* **Exercise requirements**
Show every line from the rows below that contains the word "visible", copied in full.

* **Exercise materials**
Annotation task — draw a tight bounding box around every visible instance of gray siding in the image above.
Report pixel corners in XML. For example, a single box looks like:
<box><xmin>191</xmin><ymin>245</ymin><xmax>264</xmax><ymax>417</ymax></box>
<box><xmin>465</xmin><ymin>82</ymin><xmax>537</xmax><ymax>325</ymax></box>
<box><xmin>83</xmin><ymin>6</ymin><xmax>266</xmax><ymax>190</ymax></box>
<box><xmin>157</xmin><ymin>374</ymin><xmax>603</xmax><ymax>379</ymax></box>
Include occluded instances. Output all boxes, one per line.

==

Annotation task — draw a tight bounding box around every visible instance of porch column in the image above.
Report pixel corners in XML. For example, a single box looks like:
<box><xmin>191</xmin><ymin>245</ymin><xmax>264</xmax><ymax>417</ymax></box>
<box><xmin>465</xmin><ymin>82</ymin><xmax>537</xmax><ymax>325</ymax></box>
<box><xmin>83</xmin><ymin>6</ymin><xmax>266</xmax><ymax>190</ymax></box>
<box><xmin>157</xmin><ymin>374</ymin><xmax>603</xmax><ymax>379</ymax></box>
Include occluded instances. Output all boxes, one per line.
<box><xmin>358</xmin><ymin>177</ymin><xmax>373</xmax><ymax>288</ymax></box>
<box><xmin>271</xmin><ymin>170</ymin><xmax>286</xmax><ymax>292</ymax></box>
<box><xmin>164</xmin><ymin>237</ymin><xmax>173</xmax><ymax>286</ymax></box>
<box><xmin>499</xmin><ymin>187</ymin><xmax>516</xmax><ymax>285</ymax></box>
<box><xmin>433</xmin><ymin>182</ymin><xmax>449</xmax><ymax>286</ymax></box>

* * *

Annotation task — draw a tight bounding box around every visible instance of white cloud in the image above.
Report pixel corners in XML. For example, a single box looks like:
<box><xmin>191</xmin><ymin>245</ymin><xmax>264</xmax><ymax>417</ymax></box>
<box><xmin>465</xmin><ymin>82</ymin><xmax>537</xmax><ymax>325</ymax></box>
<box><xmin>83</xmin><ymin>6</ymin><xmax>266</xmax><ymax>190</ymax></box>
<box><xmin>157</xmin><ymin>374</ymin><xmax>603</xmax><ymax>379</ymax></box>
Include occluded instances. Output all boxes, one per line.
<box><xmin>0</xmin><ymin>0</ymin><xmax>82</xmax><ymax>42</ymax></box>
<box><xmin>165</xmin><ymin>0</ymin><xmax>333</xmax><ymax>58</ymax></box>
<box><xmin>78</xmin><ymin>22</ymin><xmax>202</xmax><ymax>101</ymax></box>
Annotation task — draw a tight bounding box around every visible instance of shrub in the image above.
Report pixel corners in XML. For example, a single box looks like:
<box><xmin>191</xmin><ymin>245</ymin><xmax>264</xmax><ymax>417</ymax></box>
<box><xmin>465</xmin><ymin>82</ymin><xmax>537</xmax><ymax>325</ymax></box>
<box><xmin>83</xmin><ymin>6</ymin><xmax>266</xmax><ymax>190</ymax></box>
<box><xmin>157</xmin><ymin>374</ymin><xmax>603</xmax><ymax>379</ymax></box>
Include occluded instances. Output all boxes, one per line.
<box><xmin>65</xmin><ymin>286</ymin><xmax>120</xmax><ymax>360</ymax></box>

* **Solution**
Annotation task — draw a tight bounding box around every visible instance of gray siding in the image above.
Annotation task — draw a tight bounding box around every visible instance of porch column in the image above.
Annotation task — draw a tight bounding box around every visible instance of white cloud in the image above.
Annotation task — draw a tight bounding box around every visible instance of shrub in the image above.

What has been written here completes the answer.